Document extract:
HHM — Dataset Sheets & Provenance

Why Dataset Sheets?

HHM results depend on clean, well-described data. Dataset Sheets are compact JSON/Markdown records that say what the dataset is, where it came from, how it’s been processed, and how to verify integrity. They pair with a Provenance Chain that tracks every transformation from raw → analysis-ready.

TL;DR: Every dataset linked to an experiment should ship with:

A dataset sheet (metadata + methods + access/consent)
A file manifest (paths, sizes, checksums)
A provenance log (transforms, code, environment)
Hashes for the sheet and manifest themselves (content-addressable)

Run this with an AI

"Create a Dataset Sheet for the attached files following HHM schema v1.
Infer missing fields if possible, compute SHA-256/BLAKE3 for all files,
generate a provenance chain from the provided preprocessing script,
and output: dataset_sheet.json, manifest.json, provenance.json, and a README.md."

Download Dataset Sheet Template Provenance Checklist

Dataset Sheet — Minimal Schema

Use this as a guide. The canonical version lives inside HHM_bundle.json (Schemas → dataset_sheet).

Field	Type	Description
`dataset_id`	string	Stable identifier (e.g., hhm-eeg-αβ-003)
`title`	string	Human-readable name
`version`	string	SemVer or date tag (e.g., 1.0.0 or 2025-08-08)

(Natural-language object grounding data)
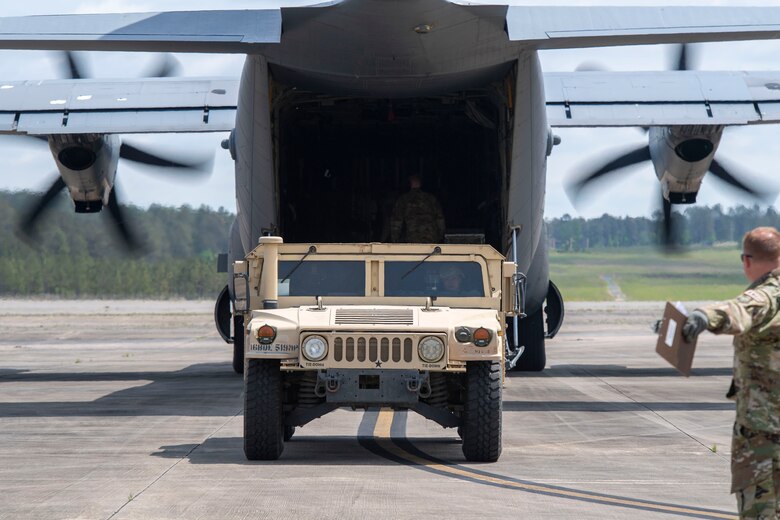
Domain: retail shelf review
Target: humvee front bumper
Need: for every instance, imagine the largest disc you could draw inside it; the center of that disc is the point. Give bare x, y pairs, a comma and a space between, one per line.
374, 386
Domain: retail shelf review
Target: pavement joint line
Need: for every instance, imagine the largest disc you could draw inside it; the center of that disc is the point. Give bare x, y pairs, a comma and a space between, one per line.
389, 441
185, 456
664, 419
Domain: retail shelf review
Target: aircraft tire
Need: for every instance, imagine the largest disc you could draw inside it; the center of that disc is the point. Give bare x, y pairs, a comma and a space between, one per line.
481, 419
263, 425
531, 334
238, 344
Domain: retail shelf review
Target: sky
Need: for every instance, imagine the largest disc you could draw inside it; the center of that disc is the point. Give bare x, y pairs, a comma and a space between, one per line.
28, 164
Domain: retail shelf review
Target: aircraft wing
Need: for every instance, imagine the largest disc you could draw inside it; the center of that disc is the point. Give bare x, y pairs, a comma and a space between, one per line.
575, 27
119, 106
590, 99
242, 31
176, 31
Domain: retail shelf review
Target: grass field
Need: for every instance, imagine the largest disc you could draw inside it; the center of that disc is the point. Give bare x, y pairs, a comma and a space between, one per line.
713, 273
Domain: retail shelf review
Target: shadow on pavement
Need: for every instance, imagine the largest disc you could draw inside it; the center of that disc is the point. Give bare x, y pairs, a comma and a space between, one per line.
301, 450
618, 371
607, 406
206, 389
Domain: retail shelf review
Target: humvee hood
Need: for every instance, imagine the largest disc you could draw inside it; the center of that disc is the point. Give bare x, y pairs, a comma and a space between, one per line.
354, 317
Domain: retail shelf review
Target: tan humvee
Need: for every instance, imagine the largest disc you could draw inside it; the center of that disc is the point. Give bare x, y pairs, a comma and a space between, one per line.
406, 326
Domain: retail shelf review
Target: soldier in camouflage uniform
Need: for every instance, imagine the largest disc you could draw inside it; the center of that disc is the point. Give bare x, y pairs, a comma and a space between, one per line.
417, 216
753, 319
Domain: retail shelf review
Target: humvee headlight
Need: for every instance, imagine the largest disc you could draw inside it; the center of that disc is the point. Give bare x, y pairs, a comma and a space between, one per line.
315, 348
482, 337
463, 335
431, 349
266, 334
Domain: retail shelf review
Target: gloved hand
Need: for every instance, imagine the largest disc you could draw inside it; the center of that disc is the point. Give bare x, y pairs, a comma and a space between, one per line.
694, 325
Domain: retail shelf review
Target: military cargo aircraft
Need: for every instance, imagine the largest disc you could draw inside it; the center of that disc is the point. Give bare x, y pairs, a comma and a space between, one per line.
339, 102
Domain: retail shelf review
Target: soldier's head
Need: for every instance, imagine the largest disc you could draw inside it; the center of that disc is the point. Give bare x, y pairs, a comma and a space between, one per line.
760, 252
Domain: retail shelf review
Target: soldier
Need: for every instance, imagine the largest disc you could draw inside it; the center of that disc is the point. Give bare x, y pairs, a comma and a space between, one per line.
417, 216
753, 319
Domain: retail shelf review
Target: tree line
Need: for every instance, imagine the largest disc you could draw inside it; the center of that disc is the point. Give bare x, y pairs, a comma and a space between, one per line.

Set of tasks:
1. From the HHM dataset sheets page, extract the stretch from "Hashes for the" through "HHM schema v1.".
2. According to the HHM dataset sheets page, what should every dataset linked to an experiment ship with? Name each item.

Answers per task:
1.
Hashes for the sheet and manifest themselves (content-addressable)

Run this with an AI

"Create a Dataset Sheet for the attached files following HHM schema v1.

2.
- A dataset sheet (metadata + methods + access/consent)
- A file manifest (paths, sizes, checksums)
- A provenance log (transforms, code, environment)
- Hashes for the sheet and manifest themselves (content-addressable)